We utilized flow cytometry to sort B. malayi microfilariae cell populations directly into TRIzol for bulk RNAseq. These populations were defined by cell size and granularity in order to capture the characteristically large secretory cell in microfilariae. The gene transcripts from this pooled cell population mapped primarily to a single cluster in our scRNA-seq atlas indicating specificity of our data.
We are able to clearly and specifically detect marker genes and transcription factors for the subset of known microfilariae cell types in our dataset with minimal or no detectable spillover into other cell types. The majority of unannotated clusters in our data also have distinguished but unannotated marker genes in the Brugia malayi genome therefore limiting our annotation capabilities. In direct reference to our conclusions about the broad and cell type specific expression patterns of secreted antigens, our analysis in B. malayi is mirrored in C. elegans orthologs providing additional support that our conclusions are based on biological signal and not ubiquitous background signal.
2) If the authors are able to address the concerns about the quality of the dataset or generate new (e.g., FACS sorted) data, they should elaborate on the interpretation of their single cell data explore the new resource in more detail. For example, a more detailed bioinformatics analysis of the secretory products would provide added value to the paper. However, any further interpretations made from their raw data, without assessing or readdressing the quality of the dataset, are not recommended due to concerns regarding the quality of the data.
We believe that we have satisfactorily addressed these concerns and have included more detailed bioinformatics analyses throughout the manuscript, described in the responses below.
Reviewer #1 (Recommendations for the authors):
"neuromuscular and other cell types" – there are no neuromuscular cell types (only neuromuscular system), would be better to write neuronal and muscular cell types
We have made this change in the manuscript.
The authors "mined the literature for a comprehensive list of major antigens, vaccine targets, diagnostic markers, and other notable secreted proteins"
It would be useful to provide this list with the references as a source data file
Additional source data file (Figure 3-source data 4) has been added and includes both the list of mined targets and their associated references.
The authors give an EC50 value of 51 μM for IVM treatment. Given the relatively low number of concentrations tested and replicates, this seems too precise. Either they should also provide the error of the estimate, or only say that at 50 μM approximately half of the cells died.
The standard error has been added to the text (EC50 = 51 ± 5.16 µM).

▸ THINGS TO DO:
(a) Write out the reviewer response between "2) If the authors" and "the responses below.", inclusive.
(b) In the reviewer response, why did the reviewer think the EC50 value of 51 μM for IVM treatment was too precise?

▸ DATA TO EXAMINE:

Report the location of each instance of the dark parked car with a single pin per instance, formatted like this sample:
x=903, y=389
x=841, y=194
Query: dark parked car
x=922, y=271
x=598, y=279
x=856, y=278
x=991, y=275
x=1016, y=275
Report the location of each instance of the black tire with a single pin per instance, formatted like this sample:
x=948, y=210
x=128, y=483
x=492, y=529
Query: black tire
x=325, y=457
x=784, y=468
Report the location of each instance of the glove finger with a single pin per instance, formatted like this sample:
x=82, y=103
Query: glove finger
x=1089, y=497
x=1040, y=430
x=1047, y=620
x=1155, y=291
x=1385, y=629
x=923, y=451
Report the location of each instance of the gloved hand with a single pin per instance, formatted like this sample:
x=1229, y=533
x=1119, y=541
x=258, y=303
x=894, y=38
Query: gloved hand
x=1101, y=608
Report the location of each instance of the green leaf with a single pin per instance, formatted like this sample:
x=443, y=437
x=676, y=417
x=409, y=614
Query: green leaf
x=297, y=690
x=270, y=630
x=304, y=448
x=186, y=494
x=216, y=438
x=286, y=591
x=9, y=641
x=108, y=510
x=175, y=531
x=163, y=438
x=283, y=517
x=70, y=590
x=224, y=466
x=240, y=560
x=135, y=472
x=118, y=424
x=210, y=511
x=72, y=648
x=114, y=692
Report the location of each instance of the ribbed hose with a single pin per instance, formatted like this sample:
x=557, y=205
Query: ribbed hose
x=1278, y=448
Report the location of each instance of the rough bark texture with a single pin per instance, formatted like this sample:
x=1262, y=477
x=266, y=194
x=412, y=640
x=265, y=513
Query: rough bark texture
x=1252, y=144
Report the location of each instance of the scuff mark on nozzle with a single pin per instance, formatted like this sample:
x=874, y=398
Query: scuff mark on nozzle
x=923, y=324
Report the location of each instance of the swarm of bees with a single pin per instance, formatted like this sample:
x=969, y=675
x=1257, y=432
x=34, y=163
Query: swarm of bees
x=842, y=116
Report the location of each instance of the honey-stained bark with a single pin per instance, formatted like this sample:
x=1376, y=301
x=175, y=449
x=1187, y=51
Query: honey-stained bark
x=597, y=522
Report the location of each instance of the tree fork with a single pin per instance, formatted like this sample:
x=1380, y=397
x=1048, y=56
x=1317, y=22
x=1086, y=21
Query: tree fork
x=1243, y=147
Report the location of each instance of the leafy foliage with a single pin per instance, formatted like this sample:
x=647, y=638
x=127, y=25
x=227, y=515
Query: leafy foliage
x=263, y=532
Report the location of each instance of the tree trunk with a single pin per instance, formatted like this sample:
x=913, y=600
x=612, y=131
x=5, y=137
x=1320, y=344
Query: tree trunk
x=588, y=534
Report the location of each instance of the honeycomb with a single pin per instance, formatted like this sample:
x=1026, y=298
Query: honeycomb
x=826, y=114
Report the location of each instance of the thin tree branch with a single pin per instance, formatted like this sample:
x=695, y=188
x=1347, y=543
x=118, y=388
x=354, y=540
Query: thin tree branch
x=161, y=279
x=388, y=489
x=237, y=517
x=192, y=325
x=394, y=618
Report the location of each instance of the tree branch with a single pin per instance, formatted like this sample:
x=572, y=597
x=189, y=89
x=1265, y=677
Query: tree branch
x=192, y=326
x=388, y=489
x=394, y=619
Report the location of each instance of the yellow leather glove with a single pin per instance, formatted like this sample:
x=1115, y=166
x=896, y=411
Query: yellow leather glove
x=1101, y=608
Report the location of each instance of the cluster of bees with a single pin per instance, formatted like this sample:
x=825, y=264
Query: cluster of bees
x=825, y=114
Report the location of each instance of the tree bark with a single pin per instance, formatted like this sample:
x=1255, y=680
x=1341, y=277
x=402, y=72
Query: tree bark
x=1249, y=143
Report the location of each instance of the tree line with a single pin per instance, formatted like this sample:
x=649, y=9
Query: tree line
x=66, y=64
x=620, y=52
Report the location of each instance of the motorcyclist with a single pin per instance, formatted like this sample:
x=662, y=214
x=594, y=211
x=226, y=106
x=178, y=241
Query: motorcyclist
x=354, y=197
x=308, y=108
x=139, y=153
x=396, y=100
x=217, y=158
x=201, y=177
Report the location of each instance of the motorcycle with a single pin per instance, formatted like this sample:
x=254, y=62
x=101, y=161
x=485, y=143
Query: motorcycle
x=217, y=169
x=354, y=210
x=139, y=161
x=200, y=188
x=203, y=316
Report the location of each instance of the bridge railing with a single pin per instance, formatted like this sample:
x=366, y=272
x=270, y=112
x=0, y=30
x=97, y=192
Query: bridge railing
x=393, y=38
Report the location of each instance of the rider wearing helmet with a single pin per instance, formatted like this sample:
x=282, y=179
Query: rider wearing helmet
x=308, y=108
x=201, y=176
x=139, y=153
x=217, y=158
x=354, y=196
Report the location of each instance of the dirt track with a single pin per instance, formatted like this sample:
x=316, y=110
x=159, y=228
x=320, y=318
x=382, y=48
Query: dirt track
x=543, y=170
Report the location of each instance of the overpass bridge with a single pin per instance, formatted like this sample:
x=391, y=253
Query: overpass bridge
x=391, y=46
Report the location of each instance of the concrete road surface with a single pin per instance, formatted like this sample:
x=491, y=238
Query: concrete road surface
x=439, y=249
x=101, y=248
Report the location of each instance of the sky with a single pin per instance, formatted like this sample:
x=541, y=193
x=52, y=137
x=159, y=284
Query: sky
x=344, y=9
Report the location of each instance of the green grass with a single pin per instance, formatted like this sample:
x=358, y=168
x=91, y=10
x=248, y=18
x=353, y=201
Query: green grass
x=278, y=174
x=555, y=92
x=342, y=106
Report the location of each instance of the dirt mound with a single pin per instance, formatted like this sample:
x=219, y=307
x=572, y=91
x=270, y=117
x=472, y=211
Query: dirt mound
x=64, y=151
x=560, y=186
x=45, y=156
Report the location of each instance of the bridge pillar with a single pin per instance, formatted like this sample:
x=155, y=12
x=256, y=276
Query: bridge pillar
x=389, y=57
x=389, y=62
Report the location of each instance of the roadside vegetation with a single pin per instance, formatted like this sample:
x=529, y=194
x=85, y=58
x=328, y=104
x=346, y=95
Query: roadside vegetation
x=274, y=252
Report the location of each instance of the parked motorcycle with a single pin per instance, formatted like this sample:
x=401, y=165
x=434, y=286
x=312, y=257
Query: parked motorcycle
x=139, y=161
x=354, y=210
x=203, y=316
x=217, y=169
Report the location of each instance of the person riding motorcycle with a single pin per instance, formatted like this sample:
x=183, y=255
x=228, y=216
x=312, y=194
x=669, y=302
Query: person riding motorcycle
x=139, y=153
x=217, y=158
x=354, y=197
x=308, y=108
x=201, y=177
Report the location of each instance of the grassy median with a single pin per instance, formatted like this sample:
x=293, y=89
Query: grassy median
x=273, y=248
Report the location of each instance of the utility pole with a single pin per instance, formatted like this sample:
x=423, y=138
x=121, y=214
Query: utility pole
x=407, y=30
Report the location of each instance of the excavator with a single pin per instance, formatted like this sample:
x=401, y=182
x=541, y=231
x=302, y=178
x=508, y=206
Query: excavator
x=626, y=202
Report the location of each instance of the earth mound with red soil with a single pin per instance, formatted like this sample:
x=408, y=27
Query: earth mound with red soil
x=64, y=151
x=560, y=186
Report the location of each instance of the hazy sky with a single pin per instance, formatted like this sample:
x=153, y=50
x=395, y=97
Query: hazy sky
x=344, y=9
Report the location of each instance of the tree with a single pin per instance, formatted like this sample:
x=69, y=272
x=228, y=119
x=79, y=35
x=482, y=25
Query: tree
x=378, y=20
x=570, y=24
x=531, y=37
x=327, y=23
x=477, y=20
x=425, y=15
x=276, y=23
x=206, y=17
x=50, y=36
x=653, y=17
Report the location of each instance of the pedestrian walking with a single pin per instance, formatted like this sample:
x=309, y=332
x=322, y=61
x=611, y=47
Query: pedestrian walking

▸ WRITTEN ANSWERS:
(a)
2) If the authors are able to address the concerns about the quality of the dataset or generate new (e.g., FACS sorted) data, they should elaborate on the interpretation of their single cell data explore the new resource in more detail. For example, a more detailed bioinformatics analysis of the secretory products would provide added value to the paper. However, any further interpretations made from their raw data, without assessing or readdressing the quality of the dataset, are not recommended due to concerns regarding the quality of the data.
We believe that we have satisfactorily addressed these concerns and have included more detailed bioinformatics analyses throughout the manuscript, described in the responses below.

(b) The reviewer thought the value was too precise because only a fairly small number of concentrations and replicates had been tested. The reviewer asked the authors either to give the error of the estimate or to say only that about half of the cells died at 50 μM.